## WHAT YOU ARE ASKED TO DO
Put every line of the rows below into a numbered list, skipping blank lines and leaving out the pictures.
═════ RECORDED INFORMATION ═════
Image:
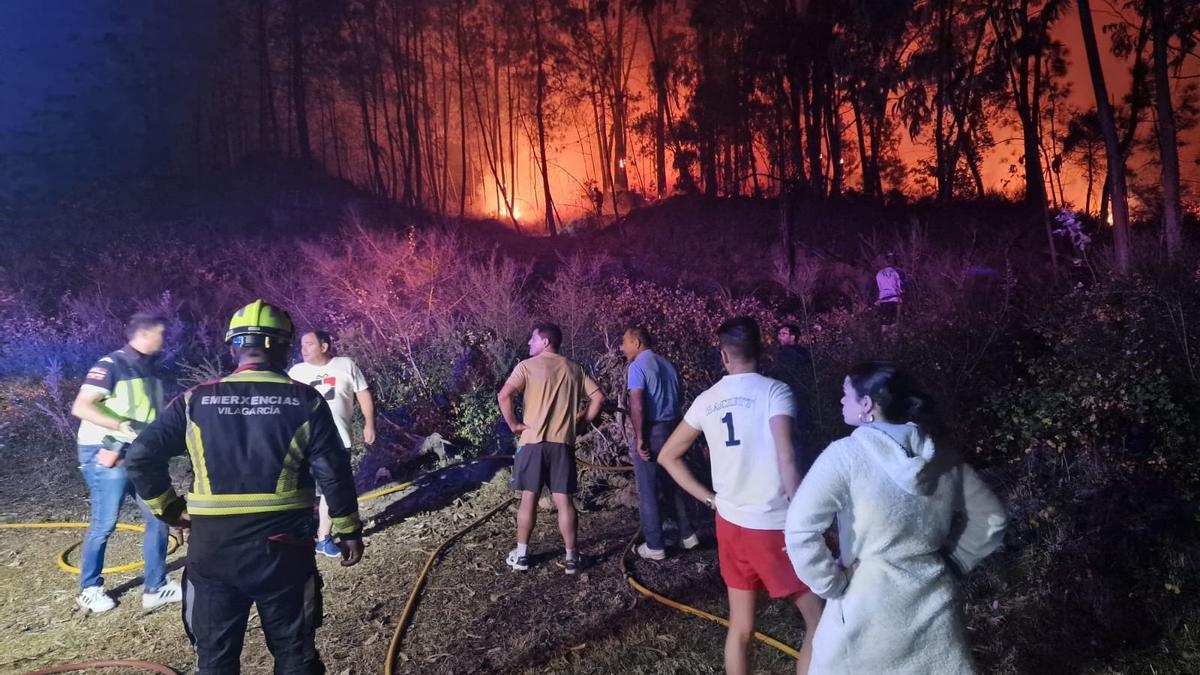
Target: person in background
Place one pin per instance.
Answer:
(552, 388)
(340, 382)
(119, 396)
(911, 520)
(258, 442)
(654, 408)
(747, 422)
(891, 286)
(793, 366)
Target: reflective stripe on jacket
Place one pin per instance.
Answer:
(258, 441)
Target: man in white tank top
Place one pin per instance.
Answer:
(747, 422)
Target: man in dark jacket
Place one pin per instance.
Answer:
(259, 443)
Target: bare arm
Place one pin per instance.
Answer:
(85, 407)
(637, 416)
(505, 400)
(367, 404)
(781, 431)
(671, 459)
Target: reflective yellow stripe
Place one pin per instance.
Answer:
(289, 476)
(258, 376)
(196, 451)
(347, 524)
(232, 505)
(159, 503)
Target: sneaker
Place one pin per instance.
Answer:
(328, 548)
(519, 563)
(651, 554)
(95, 599)
(169, 593)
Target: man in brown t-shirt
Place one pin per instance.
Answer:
(552, 387)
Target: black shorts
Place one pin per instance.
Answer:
(539, 465)
(888, 312)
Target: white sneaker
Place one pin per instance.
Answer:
(95, 599)
(168, 593)
(651, 554)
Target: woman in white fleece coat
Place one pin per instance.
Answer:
(910, 520)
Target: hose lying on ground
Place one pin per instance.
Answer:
(121, 663)
(407, 615)
(689, 609)
(63, 556)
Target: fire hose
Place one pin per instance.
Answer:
(411, 603)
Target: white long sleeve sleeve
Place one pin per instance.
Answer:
(822, 494)
(983, 531)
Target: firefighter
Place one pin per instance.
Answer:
(259, 443)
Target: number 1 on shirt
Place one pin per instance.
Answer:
(729, 425)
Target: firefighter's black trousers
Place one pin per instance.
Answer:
(238, 561)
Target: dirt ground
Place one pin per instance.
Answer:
(475, 615)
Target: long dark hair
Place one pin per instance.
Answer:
(897, 392)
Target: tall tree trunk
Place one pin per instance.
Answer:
(659, 70)
(462, 114)
(1108, 126)
(540, 55)
(1168, 144)
(833, 120)
(295, 33)
(268, 121)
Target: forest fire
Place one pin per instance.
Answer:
(563, 335)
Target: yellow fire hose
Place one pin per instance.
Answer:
(63, 556)
(689, 609)
(407, 615)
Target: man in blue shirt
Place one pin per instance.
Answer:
(654, 407)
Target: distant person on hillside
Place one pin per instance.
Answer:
(120, 395)
(911, 519)
(793, 366)
(654, 408)
(747, 422)
(552, 388)
(340, 382)
(891, 286)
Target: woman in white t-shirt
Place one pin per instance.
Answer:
(340, 381)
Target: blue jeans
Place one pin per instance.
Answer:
(108, 489)
(653, 482)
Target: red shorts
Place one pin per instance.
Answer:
(755, 560)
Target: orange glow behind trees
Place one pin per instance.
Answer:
(447, 107)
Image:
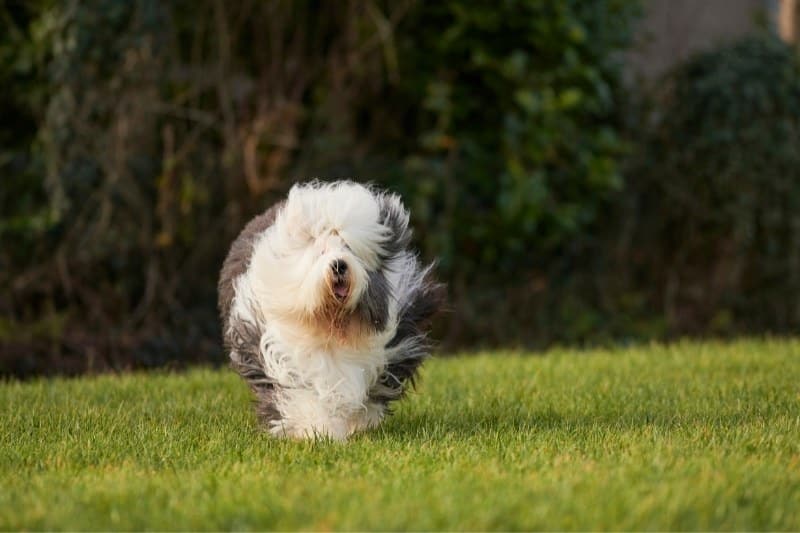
═════
## RIGHT ANSWER
1. Image:
2. Target: person in background
3. Place one pin per instance.
4. Answer:
5. (552, 388)
6. (340, 382)
7. (119, 396)
8. (911, 520)
9. (258, 442)
10. (654, 408)
11. (747, 422)
12. (891, 286)
13. (793, 366)
14. Target: reflective stripe on jacket
15. Place one pin per instance.
16. Answer:
17. (258, 441)
18. Target: man in white tank top
19. Place one pin per instance.
20. Answer:
21. (747, 422)
22. Target: man in dark jacket
23. Place one pin per instance.
24. Answer:
25. (259, 443)
26. Target: bare arm
27. Place one pin per instance.
28. Answer:
29. (85, 407)
30. (637, 416)
31. (505, 400)
32. (367, 404)
33. (781, 431)
34. (671, 459)
35. Target: reflective yellow stripe
36. Place one pin per instance.
37. Answer:
38. (289, 476)
39. (258, 376)
40. (196, 451)
41. (347, 524)
42. (232, 505)
43. (159, 503)
44. Target: sneaker
45. Place one pin per instance.
46. Answer:
47. (328, 548)
48. (519, 563)
49. (651, 554)
50. (95, 599)
51. (169, 593)
52. Target: man in brown t-shirt
53. Place one pin per instance.
54. Answer:
55. (552, 387)
56. Target: black shorts
57. Place one pin per instance.
58. Answer:
59. (539, 465)
60. (888, 312)
61. Target: white sneaker
62. Place one pin per instance.
63. Answer:
64. (95, 599)
65. (168, 593)
66. (651, 554)
67. Target: woman in white fleece coat
68. Place one pin per instance.
69. Answer:
70. (910, 520)
71. Target: hose lying on ground
72. Place one pin per instance.
73. Answer:
74. (121, 663)
75. (407, 615)
76. (689, 609)
77. (63, 556)
78. Target: fire hose
79. Place one pin per instance.
80. Answer:
81. (411, 603)
82. Target: white long sleeve sleeve
83. Place one pin per instance.
84. Answer:
85. (822, 494)
86. (983, 531)
87. Target: firefighter
88. Place one pin per instance.
89. Answer:
90. (259, 443)
91. Target: number 1 on shirt
92. Place one pin per instance.
93. Answer:
94. (729, 425)
95. Target: firefighter's black trousers
96. Place one pin per instance.
97. Answer:
98. (238, 561)
99. Target: dirt ground
100. Place one pin per instance.
101. Answer:
102. (475, 615)
103. Target: long dark hair
104. Place one pin per instance.
105. Answer:
106. (897, 392)
107. Target: tall tree trunk
108. Place one pin per instance.
109. Answer:
110. (659, 70)
111. (462, 114)
112. (1108, 126)
113. (540, 55)
114. (1168, 144)
115. (833, 120)
116. (295, 33)
117. (268, 121)
118. Target: forest fire
119. Place one pin per instance.
120. Answer:
121. (563, 335)
122. Target: yellow fire hose
123. Place one pin per instance.
124. Answer:
125. (63, 556)
126. (689, 609)
127. (407, 615)
128. Target: man in blue shirt
129. Place one pin per instance.
130. Answer:
131. (654, 407)
132. Target: distant person on hillside
133. Place one pin per instance.
134. Answer:
135. (120, 395)
136. (911, 519)
137. (793, 366)
138. (654, 408)
139. (747, 422)
140. (552, 388)
141. (340, 382)
142. (891, 286)
143. Target: woman in white t-shirt
144. Place one pin per instance.
145. Answer:
146. (340, 381)
147. Target: blue jeans
148. Place one pin per instance.
149. Answer:
150. (108, 489)
151. (653, 482)
152. Target: red shorts
153. Place one pin per instance.
154. Answer:
155. (755, 560)
156. Target: orange glow behind trees
157. Place one pin per instance.
158. Answer:
159. (447, 107)
160. Image:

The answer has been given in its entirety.